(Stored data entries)
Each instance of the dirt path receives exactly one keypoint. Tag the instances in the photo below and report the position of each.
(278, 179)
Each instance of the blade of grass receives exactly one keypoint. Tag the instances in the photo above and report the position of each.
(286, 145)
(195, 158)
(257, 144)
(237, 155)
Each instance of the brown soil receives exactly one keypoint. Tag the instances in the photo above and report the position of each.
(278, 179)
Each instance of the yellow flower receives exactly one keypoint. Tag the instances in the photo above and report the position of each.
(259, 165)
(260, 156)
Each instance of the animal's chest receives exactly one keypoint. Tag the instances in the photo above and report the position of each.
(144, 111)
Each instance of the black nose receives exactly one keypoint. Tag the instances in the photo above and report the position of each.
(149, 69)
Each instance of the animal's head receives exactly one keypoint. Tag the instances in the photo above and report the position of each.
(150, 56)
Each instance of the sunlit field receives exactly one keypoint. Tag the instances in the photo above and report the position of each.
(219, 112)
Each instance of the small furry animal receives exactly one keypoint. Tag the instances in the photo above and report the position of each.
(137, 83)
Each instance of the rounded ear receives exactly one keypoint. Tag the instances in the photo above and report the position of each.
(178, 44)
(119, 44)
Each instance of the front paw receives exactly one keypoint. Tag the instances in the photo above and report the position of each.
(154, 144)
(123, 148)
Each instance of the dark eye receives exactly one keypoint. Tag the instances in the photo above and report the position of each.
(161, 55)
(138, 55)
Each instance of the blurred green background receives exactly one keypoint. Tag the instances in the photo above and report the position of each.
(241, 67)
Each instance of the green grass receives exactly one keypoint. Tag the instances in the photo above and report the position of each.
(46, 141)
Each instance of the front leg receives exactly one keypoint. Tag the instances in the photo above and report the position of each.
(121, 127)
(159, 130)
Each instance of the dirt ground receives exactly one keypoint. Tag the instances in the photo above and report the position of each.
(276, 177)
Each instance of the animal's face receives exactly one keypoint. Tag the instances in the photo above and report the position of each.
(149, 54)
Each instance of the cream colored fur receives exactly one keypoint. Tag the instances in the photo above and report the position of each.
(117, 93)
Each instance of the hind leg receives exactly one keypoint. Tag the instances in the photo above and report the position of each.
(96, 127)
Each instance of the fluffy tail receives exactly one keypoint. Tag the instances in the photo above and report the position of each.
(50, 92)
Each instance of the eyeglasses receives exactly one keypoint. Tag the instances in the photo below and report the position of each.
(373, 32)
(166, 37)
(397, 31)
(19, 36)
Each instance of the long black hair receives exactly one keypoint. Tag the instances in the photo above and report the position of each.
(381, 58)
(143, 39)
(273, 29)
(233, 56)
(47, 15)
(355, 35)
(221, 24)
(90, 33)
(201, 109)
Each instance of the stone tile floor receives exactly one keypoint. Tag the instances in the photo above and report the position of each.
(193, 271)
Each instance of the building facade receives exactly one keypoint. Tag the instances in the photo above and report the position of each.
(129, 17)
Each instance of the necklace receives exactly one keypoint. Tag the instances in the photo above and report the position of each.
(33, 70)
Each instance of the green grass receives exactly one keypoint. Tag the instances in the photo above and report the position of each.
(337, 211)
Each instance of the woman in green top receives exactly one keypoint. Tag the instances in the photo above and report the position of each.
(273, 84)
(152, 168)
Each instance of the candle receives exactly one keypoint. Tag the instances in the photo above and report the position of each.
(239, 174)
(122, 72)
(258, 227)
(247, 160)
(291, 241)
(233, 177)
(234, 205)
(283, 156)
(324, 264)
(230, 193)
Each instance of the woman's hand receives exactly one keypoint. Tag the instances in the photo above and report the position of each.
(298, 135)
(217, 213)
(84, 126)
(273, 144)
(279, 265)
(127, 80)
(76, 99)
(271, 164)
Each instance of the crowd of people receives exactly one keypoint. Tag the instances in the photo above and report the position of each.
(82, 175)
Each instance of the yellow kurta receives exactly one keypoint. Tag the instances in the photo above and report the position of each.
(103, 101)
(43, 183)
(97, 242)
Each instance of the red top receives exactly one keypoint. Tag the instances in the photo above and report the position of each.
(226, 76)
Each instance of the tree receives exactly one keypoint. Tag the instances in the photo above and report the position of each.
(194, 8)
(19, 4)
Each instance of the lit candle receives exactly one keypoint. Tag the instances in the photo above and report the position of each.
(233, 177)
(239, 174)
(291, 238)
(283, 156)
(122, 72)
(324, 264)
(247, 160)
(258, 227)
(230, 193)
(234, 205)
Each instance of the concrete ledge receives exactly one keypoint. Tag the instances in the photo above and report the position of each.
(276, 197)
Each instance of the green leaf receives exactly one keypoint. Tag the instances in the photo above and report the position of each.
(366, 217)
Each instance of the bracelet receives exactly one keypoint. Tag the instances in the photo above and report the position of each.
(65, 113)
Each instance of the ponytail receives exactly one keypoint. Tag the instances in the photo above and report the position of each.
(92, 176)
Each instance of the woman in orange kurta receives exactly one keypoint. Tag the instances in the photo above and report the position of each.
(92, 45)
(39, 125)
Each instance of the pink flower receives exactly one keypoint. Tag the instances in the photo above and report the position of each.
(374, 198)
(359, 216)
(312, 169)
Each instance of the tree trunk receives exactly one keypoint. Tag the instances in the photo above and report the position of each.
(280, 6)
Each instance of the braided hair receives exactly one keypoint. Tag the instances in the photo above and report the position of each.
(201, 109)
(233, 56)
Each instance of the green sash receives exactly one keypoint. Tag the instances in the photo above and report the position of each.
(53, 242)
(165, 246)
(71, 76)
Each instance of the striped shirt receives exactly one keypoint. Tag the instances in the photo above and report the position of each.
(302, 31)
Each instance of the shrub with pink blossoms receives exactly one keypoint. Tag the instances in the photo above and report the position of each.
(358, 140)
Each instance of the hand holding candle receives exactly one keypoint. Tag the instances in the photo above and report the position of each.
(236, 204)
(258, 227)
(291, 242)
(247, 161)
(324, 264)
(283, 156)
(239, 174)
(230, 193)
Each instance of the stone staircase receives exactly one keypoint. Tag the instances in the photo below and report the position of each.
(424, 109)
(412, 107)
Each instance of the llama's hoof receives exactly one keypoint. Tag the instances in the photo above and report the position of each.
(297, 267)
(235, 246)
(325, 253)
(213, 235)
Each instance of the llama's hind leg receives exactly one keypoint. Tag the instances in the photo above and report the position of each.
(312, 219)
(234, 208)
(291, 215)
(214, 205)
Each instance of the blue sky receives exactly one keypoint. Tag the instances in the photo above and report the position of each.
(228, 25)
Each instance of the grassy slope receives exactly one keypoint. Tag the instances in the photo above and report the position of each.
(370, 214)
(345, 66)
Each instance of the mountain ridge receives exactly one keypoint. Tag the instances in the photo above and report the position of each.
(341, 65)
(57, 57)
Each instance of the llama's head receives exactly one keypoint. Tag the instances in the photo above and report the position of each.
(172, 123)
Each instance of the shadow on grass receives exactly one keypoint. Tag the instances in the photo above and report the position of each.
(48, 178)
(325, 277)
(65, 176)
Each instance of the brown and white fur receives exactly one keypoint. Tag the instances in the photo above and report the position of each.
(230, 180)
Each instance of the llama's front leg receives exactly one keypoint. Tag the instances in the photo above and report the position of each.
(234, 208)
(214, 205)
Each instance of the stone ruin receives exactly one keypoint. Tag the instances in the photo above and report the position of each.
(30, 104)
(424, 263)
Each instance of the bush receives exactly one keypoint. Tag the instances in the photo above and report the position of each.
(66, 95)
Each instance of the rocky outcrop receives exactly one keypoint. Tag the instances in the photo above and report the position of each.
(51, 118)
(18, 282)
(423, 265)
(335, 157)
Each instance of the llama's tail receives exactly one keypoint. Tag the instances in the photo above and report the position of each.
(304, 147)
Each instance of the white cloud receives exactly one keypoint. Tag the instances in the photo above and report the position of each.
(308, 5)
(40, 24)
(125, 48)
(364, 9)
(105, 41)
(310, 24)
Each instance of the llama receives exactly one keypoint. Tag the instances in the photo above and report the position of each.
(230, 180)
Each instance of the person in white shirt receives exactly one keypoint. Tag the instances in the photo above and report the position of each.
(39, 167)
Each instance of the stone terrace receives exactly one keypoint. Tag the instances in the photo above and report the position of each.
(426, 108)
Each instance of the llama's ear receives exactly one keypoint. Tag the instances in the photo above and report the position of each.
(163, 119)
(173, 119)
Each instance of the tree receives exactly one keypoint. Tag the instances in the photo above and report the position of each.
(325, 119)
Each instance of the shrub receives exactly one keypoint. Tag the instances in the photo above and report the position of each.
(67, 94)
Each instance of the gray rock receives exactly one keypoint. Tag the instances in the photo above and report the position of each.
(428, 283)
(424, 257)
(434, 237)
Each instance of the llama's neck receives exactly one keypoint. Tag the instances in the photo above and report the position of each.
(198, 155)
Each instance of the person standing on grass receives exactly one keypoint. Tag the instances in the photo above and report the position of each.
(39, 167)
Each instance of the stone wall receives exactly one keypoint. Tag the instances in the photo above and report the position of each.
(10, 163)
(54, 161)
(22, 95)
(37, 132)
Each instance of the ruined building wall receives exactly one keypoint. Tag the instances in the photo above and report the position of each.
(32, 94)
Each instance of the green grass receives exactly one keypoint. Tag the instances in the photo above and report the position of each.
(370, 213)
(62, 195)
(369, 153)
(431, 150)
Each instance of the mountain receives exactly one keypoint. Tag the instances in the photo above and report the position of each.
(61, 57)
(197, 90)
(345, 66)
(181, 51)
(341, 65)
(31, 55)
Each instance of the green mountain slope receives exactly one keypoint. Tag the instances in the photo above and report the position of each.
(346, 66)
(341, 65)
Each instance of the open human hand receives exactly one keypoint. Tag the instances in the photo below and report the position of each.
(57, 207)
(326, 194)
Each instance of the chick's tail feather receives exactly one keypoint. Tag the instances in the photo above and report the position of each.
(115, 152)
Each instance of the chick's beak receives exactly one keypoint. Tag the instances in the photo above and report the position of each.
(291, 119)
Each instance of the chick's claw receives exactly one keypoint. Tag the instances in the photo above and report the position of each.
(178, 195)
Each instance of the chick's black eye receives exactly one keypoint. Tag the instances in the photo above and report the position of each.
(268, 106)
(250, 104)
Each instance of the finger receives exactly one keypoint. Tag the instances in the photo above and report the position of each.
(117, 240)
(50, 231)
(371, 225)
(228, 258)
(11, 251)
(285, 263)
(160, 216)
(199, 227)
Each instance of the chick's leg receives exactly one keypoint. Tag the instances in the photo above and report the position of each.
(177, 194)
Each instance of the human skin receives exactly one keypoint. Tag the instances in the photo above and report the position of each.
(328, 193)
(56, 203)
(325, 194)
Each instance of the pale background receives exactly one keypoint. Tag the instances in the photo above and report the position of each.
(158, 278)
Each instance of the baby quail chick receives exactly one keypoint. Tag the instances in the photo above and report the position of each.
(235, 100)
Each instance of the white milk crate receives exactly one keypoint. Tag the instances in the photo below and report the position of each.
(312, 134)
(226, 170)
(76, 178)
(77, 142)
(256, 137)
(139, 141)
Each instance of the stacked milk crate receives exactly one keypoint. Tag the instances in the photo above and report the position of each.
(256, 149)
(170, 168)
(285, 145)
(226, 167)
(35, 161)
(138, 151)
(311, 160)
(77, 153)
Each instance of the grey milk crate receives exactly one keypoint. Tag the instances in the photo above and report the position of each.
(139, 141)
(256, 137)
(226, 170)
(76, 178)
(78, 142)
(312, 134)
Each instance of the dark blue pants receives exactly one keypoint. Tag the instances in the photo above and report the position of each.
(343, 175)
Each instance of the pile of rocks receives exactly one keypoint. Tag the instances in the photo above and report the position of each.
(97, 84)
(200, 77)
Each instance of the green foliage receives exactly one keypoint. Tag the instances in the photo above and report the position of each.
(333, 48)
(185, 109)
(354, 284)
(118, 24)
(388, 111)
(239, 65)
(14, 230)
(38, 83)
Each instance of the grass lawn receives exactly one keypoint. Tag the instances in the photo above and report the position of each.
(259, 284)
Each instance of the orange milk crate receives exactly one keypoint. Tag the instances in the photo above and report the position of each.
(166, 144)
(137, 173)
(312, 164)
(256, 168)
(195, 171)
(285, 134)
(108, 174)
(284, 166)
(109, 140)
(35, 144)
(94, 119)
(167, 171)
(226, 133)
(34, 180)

TASK GOAL >>
Reproduce the material word for word, beginning with the line that contains "Each instance of the grass lawn" and continuing through the final line of the material.

FULL SOLUTION >>
Each instance of the grass lawn receives exactly one keypoint. Tag the instances in the photo above and report the position of each.
(259, 284)
Each instance of the orange milk crate receives exactly one keypoint. Tag the instances in the photo above and report the position of each.
(166, 144)
(137, 173)
(312, 164)
(256, 168)
(195, 171)
(285, 134)
(108, 174)
(284, 166)
(109, 140)
(35, 144)
(94, 119)
(167, 171)
(226, 133)
(34, 180)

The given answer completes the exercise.